- [WHAT TO DO]
Do these statements agree with the meningitis vaccination article? For each, answer yes or no and quote the exact words from the article that decide it.
1. Caitlin Pugh was attending the Mansfield campus of The Ohio State University.
2. Viral meningitis is the more severe of the two types.
3. The two types of meningitis have different symptoms.

MOUNT VERNON — As graduating high school seniors turn their thoughts to vacations, jobs or college, they should also be thinking about protecting their health and getting a meningitis vaccination.
Five years ago a Fredericktown family was devastated by the loss of 18-year-old Fredericktown High School graduate Caitlin Pugh. Caitlin was attending the Mansfield campus of The Ohio State University and working two jobs. She contracted bacterial meningitis and died suddenly.
Caitlin’s mother Sabrina Pugh hopes that reminding others of Caitlin’s death will help them realize they should be vaccinated to avoid the tragedy the Pugh’s went through.
“We were devastated,” Pugh said. “She was a great kid with a great future ahead of her. We continue to miss her every day but we remember her fondly and have been able to keep living. Callan [Caitlin’s sister] and I often talk about what she might have said or how she might have reacted in a certain situation – but in a positive way. We have been extremely lucky to have the continued love and support of family, friends, our church and the community. This has helped us remain strong and we are forever thankful for that support.”
Jackie Fletcher, director of nursing at the Knox County Health Department, said meningitis is an infection of the fluid of a person’s spinal cord and the fluid that surrounds the brain. There are two types of meningitis, viral, which is a milder form, and bacterial. Bacterial meningitis can be deadly, as was in the case of Caitlin. The symptoms are similar for both types.

- [PROVIDED INFORMATION]
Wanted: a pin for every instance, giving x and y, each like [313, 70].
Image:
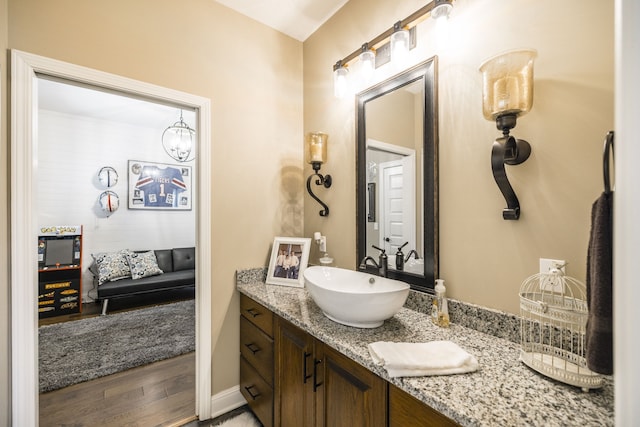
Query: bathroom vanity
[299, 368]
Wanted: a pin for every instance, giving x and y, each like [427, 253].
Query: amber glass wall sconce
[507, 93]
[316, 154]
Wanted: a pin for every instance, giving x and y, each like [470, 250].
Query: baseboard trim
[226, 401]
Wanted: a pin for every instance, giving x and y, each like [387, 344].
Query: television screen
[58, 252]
...
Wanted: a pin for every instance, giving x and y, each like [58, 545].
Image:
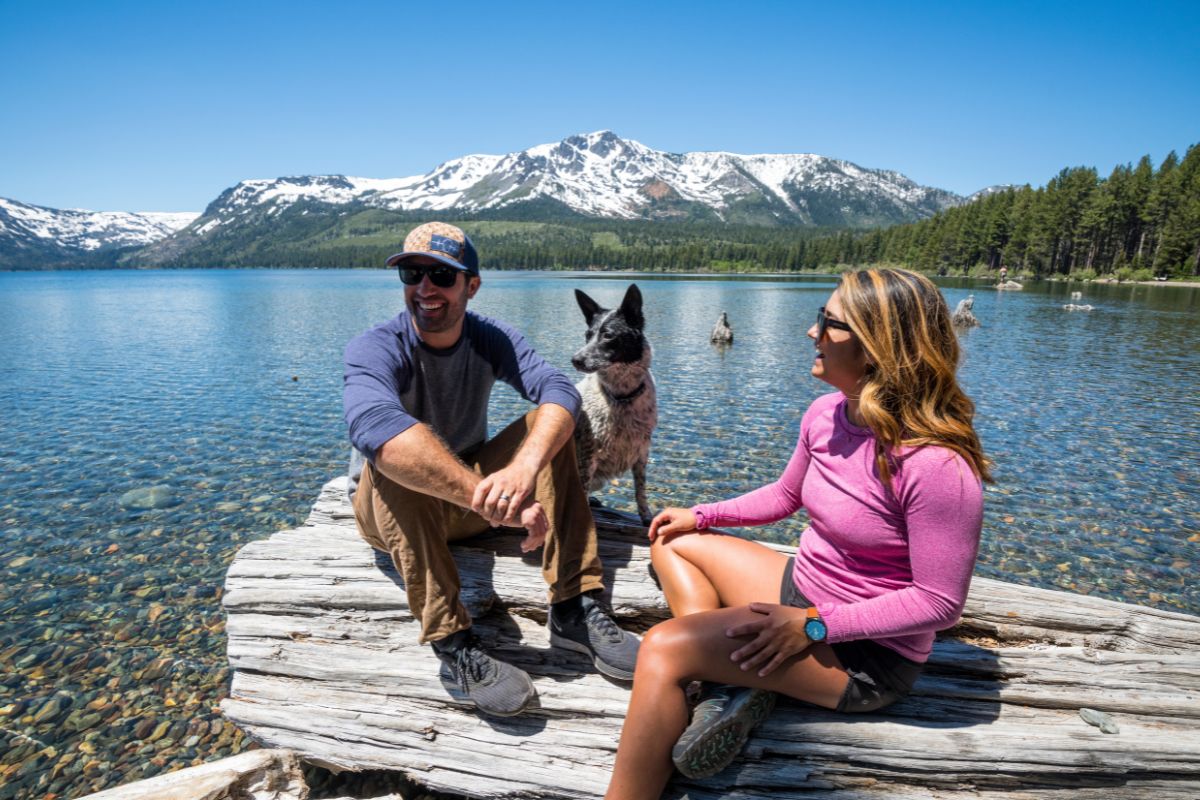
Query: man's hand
---
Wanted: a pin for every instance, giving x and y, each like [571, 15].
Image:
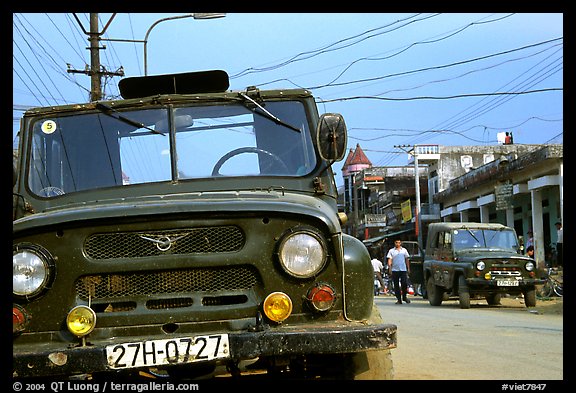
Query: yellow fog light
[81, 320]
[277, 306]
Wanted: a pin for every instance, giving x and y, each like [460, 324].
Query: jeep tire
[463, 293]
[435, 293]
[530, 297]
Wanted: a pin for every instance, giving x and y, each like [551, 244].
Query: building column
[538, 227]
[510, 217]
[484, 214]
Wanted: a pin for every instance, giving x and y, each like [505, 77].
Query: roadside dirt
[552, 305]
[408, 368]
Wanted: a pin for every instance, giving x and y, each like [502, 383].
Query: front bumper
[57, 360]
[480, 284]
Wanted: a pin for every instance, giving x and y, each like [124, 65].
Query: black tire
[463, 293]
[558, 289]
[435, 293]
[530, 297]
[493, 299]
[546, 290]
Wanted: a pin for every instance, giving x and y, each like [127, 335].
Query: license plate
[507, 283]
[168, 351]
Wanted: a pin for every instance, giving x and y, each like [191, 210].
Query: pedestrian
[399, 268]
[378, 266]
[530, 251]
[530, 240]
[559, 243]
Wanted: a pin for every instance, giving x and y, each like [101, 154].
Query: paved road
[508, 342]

- [TASK RESULT]
1. Yes: "Caitlin was attending the Mansfield campus of The Ohio State University and working two jobs."
2. No: "There are two types of meningitis, viral, which is a milder form, and bacterial."
3. No: "The symptoms are similar for both types."